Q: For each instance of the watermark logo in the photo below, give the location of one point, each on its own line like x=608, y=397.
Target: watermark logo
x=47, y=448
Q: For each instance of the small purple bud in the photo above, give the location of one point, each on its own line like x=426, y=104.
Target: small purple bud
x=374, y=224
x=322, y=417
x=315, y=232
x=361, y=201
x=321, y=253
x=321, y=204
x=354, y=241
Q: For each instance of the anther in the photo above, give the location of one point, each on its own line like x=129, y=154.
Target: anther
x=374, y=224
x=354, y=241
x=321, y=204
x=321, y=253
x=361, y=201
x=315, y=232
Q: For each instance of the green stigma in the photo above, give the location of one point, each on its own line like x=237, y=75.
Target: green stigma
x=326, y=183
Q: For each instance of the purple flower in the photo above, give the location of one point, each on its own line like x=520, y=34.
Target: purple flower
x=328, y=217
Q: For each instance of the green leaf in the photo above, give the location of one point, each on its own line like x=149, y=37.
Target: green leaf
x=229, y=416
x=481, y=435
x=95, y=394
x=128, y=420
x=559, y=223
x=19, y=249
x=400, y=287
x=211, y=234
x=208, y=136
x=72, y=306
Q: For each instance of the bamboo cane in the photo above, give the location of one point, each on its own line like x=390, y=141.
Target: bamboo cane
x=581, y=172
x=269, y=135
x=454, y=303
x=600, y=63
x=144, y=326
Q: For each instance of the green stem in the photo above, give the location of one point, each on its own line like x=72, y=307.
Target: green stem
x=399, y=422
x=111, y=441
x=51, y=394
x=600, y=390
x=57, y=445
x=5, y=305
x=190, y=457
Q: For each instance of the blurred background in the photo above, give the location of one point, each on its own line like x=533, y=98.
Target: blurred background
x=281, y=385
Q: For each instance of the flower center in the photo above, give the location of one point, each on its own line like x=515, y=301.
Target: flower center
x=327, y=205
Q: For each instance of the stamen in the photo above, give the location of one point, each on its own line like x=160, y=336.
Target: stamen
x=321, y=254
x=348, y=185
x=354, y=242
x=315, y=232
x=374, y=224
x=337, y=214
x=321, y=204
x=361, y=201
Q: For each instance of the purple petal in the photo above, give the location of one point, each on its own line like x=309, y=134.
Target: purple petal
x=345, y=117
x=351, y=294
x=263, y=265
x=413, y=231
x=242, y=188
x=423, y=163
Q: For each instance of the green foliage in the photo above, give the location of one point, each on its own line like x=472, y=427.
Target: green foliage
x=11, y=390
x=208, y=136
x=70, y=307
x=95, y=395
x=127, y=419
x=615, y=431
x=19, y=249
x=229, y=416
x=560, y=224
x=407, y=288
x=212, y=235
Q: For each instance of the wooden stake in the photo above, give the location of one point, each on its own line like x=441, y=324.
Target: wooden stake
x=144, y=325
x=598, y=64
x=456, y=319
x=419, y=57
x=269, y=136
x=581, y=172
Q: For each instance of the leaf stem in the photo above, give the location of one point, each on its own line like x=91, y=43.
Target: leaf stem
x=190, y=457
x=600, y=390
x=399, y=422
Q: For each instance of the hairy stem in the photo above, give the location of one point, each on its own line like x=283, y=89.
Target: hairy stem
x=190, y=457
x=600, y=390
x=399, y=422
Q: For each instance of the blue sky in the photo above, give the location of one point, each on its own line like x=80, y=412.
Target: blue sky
##########
## [REQUIRED ACTION]
Take the line that contains "Target: hairy stem" and every line after it in the material above. Set those lines down exactly and nothing more.

## [OUTPUT FOR THIS TASK]
Target: hairy stem
x=190, y=457
x=600, y=390
x=399, y=422
Q: For each instance of the blue sky in the photo above, give the location of one point, each on its own line like x=80, y=412.
Target: blue sky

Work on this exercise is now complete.